(Dataset excerpt)
*****
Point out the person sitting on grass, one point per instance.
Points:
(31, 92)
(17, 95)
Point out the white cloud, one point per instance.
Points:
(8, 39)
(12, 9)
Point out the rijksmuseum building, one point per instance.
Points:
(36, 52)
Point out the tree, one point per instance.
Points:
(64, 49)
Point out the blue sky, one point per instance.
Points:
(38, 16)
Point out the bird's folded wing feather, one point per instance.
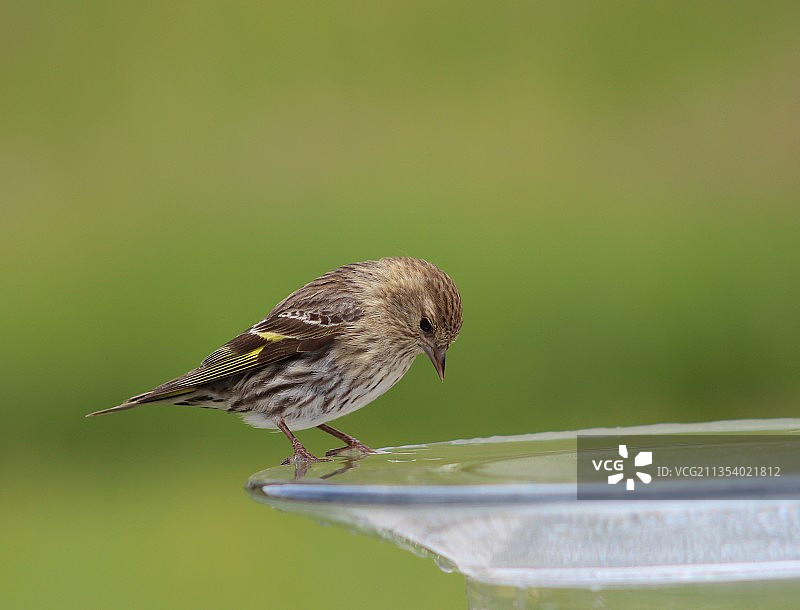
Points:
(278, 336)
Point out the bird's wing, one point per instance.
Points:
(278, 336)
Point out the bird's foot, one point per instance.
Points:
(356, 449)
(302, 456)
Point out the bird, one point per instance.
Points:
(328, 349)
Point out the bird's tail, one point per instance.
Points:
(141, 399)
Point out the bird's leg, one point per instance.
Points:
(301, 454)
(353, 445)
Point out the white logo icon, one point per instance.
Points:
(643, 458)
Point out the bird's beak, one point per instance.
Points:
(437, 356)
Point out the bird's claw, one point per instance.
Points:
(353, 450)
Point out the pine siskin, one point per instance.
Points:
(327, 349)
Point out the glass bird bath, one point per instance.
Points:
(505, 513)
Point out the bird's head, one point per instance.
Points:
(422, 308)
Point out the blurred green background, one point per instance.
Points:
(613, 186)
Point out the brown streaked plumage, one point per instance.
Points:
(327, 349)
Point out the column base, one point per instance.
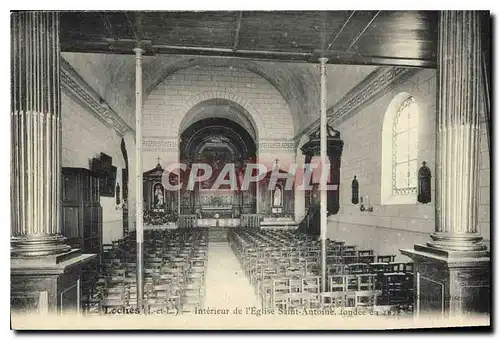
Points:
(35, 247)
(456, 242)
(450, 283)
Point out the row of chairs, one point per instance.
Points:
(174, 272)
(275, 261)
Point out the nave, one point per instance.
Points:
(192, 271)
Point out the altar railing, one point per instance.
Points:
(250, 220)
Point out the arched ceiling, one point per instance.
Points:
(113, 77)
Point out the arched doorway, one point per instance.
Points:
(226, 148)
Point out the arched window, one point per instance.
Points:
(400, 151)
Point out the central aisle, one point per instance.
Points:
(226, 283)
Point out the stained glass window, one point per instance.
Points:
(404, 149)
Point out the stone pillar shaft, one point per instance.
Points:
(138, 174)
(457, 162)
(323, 180)
(36, 135)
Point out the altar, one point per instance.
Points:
(218, 223)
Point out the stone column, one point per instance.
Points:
(36, 135)
(459, 105)
(138, 176)
(323, 180)
(451, 272)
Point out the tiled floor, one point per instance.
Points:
(227, 286)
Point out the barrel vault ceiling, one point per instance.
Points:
(282, 47)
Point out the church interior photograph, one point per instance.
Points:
(191, 163)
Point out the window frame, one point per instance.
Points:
(389, 194)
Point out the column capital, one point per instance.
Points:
(457, 139)
(323, 59)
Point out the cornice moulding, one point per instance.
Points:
(74, 85)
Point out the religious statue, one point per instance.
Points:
(277, 197)
(159, 199)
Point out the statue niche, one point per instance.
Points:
(160, 204)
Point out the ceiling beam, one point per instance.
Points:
(340, 32)
(109, 28)
(133, 25)
(124, 46)
(363, 31)
(236, 41)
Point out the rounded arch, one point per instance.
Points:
(215, 132)
(226, 100)
(220, 108)
(387, 195)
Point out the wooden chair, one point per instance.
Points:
(365, 299)
(335, 299)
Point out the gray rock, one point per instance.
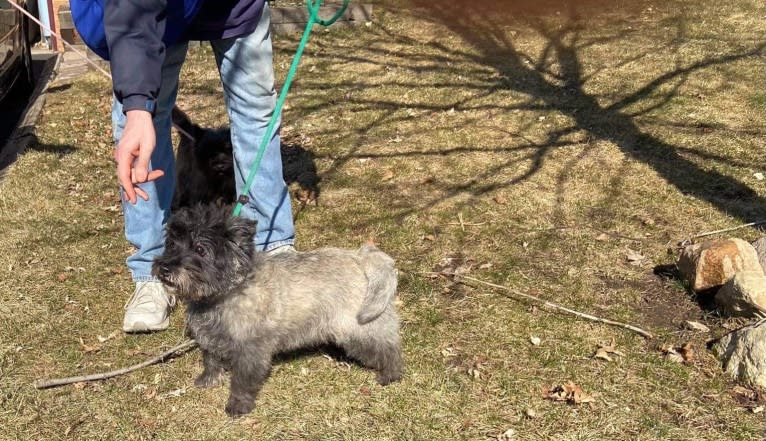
*****
Problem to work on: Please reproduce the data above, replacing "one point per instance" with "one point for each instance" wherever it occurs and changing nothing else. Leave the pictures out of your answer.

Exercise result:
Point out the person sitting on grass, one point for each instance.
Points:
(31, 92)
(17, 95)
Point out the white cloud, one point for each instance.
Points:
(8, 39)
(12, 9)
Point out the rijksmuseum building, one point for each instance.
Points:
(36, 52)
Point out the tree, one point for each instance.
Points:
(64, 49)
Point out the blue sky, one point for each instance.
Points:
(38, 16)
Point out the bird's folded wing feather, one point for each instance.
Points:
(278, 336)
Point out the bird's wing, one point for each instance.
Points:
(278, 336)
Point out the bird's foot, one point for each instance.
Points:
(356, 449)
(302, 456)
Point out the bird, one point for each instance.
Points:
(328, 349)
Point out the bird's tail, one point for each instance.
Points:
(141, 399)
Point out the bird's leg, one point for each instance.
Points:
(301, 454)
(353, 445)
Point out the white logo icon, one point for each instance.
Points:
(643, 458)
Point out the bird's beak, one point for each instance.
Points:
(437, 356)
Point out the bird's claw, one point for each instance.
Points:
(353, 450)
Point out the pine siskin, one point for each instance.
Points:
(327, 349)
Point out the glass bird bath, one point for each instance.
Points:
(505, 513)
Point out the bird's head, one point for each instance.
Points:
(422, 308)
Point out the blurred green background, one point for each instance.
Points:
(613, 186)
Point out the brown streaked plumage, one point for each instance.
Points:
(327, 349)
Point out the column base, one point for each instance.
Points:
(35, 247)
(456, 242)
(450, 283)
Point out the row of chairs, one point for each instance.
Points:
(174, 272)
(275, 261)
Point out the nave, one point for each instance.
Points:
(192, 271)
Point out the altar railing, one point for each instance.
Points:
(250, 220)
Point out the arched ceiling, one point for each instance.
Points:
(113, 77)
Point out the arched doorway, one point for each instance.
Points:
(226, 148)
Point out the arched window, one point for each instance.
Points:
(400, 151)
Point out the central aisle, one point for each instance.
Points:
(226, 283)
Point out the stained glass window, one point for each instance.
Points:
(404, 149)
Point out the stone pillar shaft, one point for each instance.
Points:
(138, 174)
(457, 162)
(323, 180)
(36, 135)
Point out the altar, one point for each instance.
Points:
(218, 223)
Point out the stone column, one point for each instance.
Points:
(36, 135)
(459, 105)
(138, 176)
(323, 180)
(451, 272)
Point out the tiled floor, one point for each instance.
Points:
(227, 286)
Point out the barrel vault ceiling, one point for each instance.
Points:
(282, 47)
Point out the church interior photograph, one point for each instance.
Points:
(191, 163)
Point out the window frame, one point for each instance.
Points:
(389, 194)
Point out the column capital, one point for each instance.
Points:
(457, 139)
(323, 59)
Point out the cornice moulding, one point for each instance.
Points:
(74, 85)
Point out the religious statue, one point for each instance.
Points:
(277, 197)
(159, 199)
Point out the statue niche, one point for each instance.
Points:
(160, 204)
Point out the ceiling beam, one point for each instance.
Points:
(340, 32)
(109, 28)
(133, 25)
(124, 46)
(363, 31)
(236, 41)
Point out the rounded arch, one point for each instance.
Points:
(215, 132)
(226, 100)
(220, 108)
(387, 195)
Point out the wooden chair, one point for each instance.
Points:
(365, 299)
(335, 299)
Point out the gray rock, one point for each instance.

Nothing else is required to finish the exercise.